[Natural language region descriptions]
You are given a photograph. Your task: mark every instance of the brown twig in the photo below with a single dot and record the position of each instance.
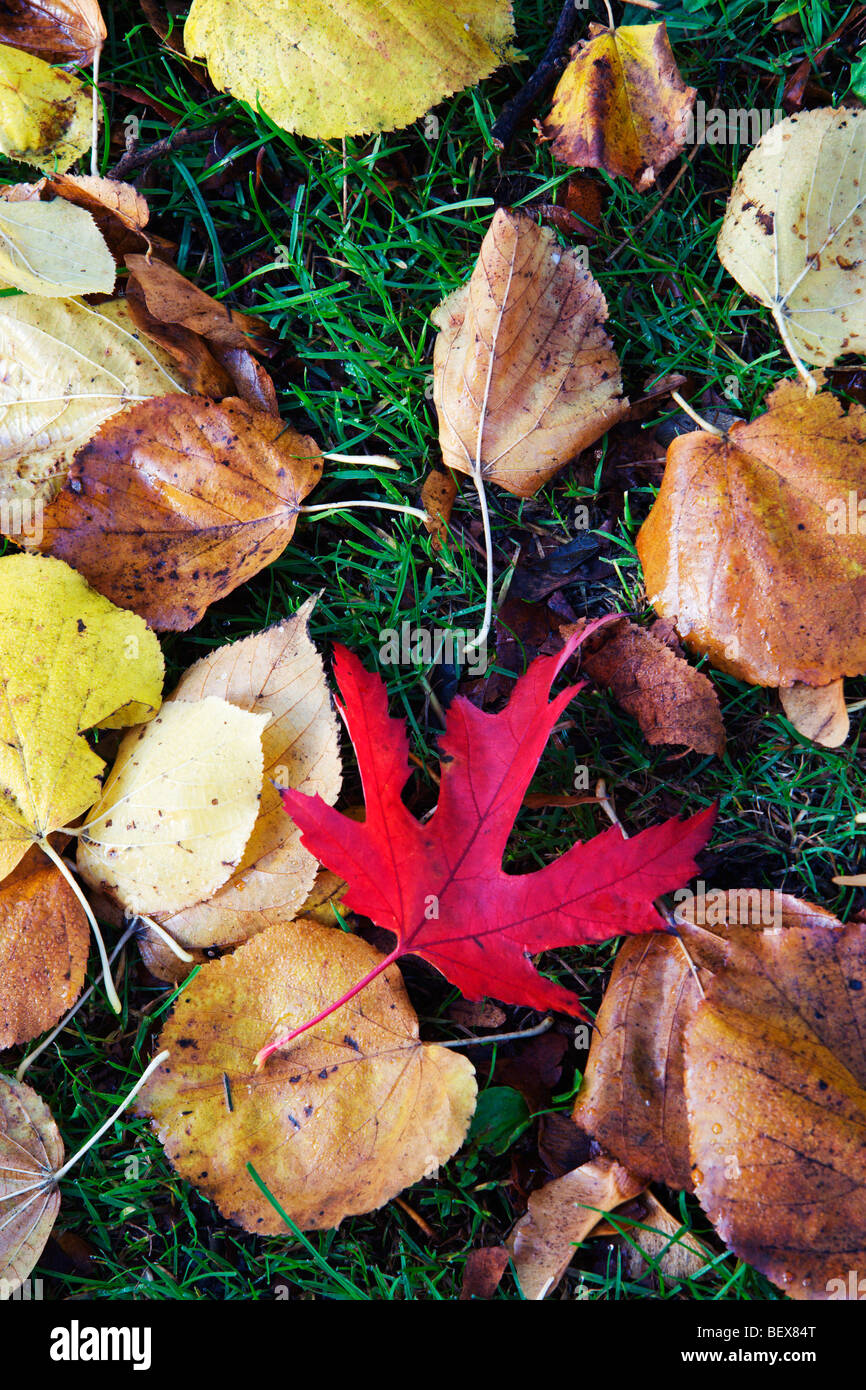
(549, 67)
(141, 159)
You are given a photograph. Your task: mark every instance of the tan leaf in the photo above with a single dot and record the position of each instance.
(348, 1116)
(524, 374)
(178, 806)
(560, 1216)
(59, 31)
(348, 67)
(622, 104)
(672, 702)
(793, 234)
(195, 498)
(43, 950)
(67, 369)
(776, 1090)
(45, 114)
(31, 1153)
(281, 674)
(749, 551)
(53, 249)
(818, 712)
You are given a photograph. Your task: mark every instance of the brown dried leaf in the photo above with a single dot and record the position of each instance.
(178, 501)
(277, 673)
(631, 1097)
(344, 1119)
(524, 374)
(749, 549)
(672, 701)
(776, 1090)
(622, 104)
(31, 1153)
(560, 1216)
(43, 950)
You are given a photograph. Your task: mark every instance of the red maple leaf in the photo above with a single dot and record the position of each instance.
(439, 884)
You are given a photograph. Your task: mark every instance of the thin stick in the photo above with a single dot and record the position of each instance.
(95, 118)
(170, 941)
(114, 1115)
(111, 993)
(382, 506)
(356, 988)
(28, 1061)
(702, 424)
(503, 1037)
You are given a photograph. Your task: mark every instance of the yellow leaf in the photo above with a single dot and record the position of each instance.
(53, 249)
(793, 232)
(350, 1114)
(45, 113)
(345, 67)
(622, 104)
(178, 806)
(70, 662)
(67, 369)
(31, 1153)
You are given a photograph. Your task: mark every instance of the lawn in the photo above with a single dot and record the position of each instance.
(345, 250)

What you should do ::
What is needed is an exact copy of the entries, without any images.

Task answer ::
You are given a photograph. Your task: mark every instance of the brown twig in the photo below with a single dot and record the position of each instance.
(549, 67)
(141, 159)
You are given a photograph. Your task: mark every instance of the tan leaf in the photo above with a single dot and record the position of each instance.
(348, 1116)
(524, 374)
(178, 806)
(560, 1216)
(59, 31)
(348, 67)
(622, 104)
(672, 702)
(793, 234)
(195, 498)
(43, 950)
(67, 369)
(776, 1090)
(45, 114)
(31, 1153)
(281, 674)
(749, 551)
(53, 249)
(818, 712)
You are given a photograph. Your task: mark every instance of the brown dried leaf in the photo above with a single dot and record the position of each instance.
(178, 501)
(277, 673)
(631, 1097)
(344, 1119)
(524, 374)
(749, 549)
(672, 701)
(776, 1090)
(622, 104)
(31, 1153)
(560, 1216)
(43, 950)
You are given a photograph. Your task: mark every instance of the red maple leaf in the photo above with a single dot and record the position of each instance.
(439, 884)
You are given a photograph. Your task: mark every instance of the thin stick in the photo above with a single dot and record the position of each instance.
(95, 118)
(170, 941)
(114, 1115)
(111, 993)
(382, 506)
(356, 988)
(28, 1061)
(702, 424)
(503, 1037)
You are given a photograph. Your task: mark every instance of the yellow leaf in the photo above with a single dot and record the position of each instance.
(53, 249)
(793, 232)
(350, 1114)
(45, 113)
(345, 67)
(622, 104)
(178, 806)
(70, 662)
(67, 369)
(31, 1153)
You are given a photograph. Your task: mark every instance of the lawn in the photo above with a single dot and record the position of each instance.
(345, 250)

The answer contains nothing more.